Requirements | Reproduce the data in its entirety, exactly as supplied.

Given data |
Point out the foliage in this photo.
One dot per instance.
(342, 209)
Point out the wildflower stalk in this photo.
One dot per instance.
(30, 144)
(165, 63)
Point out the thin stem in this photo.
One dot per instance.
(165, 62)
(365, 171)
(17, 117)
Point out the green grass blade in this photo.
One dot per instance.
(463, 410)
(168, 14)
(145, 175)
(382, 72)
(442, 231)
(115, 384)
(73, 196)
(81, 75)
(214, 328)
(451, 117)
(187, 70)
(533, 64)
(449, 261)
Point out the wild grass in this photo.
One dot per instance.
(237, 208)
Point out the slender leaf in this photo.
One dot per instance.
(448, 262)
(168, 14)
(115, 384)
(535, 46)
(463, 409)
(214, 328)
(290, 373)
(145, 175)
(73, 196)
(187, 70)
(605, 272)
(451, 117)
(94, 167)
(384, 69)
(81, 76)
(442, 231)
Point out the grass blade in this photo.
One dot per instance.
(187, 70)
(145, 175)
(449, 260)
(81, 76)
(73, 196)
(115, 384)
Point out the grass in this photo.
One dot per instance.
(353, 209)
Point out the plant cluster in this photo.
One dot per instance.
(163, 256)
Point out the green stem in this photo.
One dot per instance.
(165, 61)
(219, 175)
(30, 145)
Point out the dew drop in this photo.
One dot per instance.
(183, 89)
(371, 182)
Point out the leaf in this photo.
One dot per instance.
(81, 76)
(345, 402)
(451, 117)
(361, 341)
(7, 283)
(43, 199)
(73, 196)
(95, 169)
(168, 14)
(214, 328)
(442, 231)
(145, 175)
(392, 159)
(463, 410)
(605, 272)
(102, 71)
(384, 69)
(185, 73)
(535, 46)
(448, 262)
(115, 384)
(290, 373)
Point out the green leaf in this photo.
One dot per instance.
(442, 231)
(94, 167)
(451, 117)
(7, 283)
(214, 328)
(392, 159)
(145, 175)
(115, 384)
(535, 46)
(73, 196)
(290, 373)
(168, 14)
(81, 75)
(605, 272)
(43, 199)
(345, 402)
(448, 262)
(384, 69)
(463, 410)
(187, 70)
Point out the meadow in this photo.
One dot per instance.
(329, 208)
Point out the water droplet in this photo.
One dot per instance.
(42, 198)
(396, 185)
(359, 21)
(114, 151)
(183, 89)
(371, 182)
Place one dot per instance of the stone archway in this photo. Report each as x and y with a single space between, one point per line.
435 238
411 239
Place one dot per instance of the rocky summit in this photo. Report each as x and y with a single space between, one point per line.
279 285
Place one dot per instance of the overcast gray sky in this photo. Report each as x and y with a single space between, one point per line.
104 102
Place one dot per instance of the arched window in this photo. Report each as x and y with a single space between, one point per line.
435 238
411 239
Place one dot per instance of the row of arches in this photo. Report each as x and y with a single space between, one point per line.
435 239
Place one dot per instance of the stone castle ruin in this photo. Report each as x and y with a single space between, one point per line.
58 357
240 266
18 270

Answer to the task |
Point out the foliage in this photo.
One dot per instance.
(342, 209)
Point out the wildflower stalk in this photo.
One dot per instance.
(30, 144)
(165, 63)
Point out the thin stem in this photo.
One dot per instance.
(165, 62)
(365, 171)
(17, 117)
Point out the green grass blade in this photo.
One dot per instance.
(463, 410)
(168, 14)
(145, 175)
(382, 72)
(442, 231)
(115, 384)
(73, 196)
(81, 75)
(214, 328)
(451, 117)
(187, 70)
(533, 64)
(449, 261)
Point out the wild grass in this photo.
One dot per instance.
(237, 208)
Point out the slender leaf in this photo.
One dot per instance.
(448, 262)
(168, 14)
(115, 384)
(535, 46)
(463, 409)
(214, 328)
(290, 373)
(145, 175)
(73, 196)
(187, 70)
(605, 272)
(451, 117)
(94, 167)
(384, 69)
(81, 76)
(442, 231)
Point out the grass blade in this photo.
One dot per instance.
(187, 70)
(145, 175)
(449, 260)
(81, 76)
(73, 196)
(115, 384)
Point out the grass in this photo.
One dot per instance.
(353, 209)
Point out the plant cluster in this photo.
One dot per instance.
(163, 256)
Point out the green stem in this photo.
One dot per instance.
(165, 61)
(219, 175)
(30, 145)
Point out the dew drop in this photo.
One dot per instance.
(183, 89)
(371, 182)
Point out the leaf in this photo.
One dot per instance.
(81, 76)
(345, 402)
(451, 117)
(361, 341)
(7, 283)
(43, 199)
(73, 196)
(95, 169)
(168, 14)
(214, 328)
(442, 231)
(145, 175)
(392, 159)
(463, 410)
(605, 272)
(102, 71)
(384, 69)
(185, 73)
(535, 46)
(448, 262)
(115, 384)
(290, 373)
Point out the green leaf in this photo.
One dot per instance.
(442, 231)
(94, 167)
(451, 117)
(7, 283)
(214, 328)
(392, 159)
(145, 175)
(115, 384)
(535, 46)
(73, 196)
(290, 373)
(168, 14)
(81, 75)
(605, 272)
(43, 199)
(345, 402)
(448, 262)
(384, 69)
(463, 410)
(187, 70)
Point out the meadow in this photo.
One dot per instance.
(329, 208)
Point out the water droplet in this photo.
One dot per instance.
(42, 198)
(396, 185)
(359, 21)
(114, 151)
(183, 89)
(371, 182)
Place one dot per instance of the stone archway in this photo. Report each as x and y with a single space between, one point per line.
435 238
411 239
Place one dot per instance of the rocky summit in this photo. Report each as x and y with a single space between, one point per line.
279 285
Place one dot per instance of the overcast gray sky in this photo. Report each as x and y with a single space between, one point per line.
104 102
Place one dot per instance of the arched window in this photo. Report each as x and y with a single space between, one point per line.
435 238
411 239
Place one dot per instance of the row of arches in this photo. Report each as x and y with a single space between, one point per line.
435 239
Place one dot per instance of the stone castle ruin in this photo. Report each as x and y with a single space between, one point per line.
58 357
240 266
18 270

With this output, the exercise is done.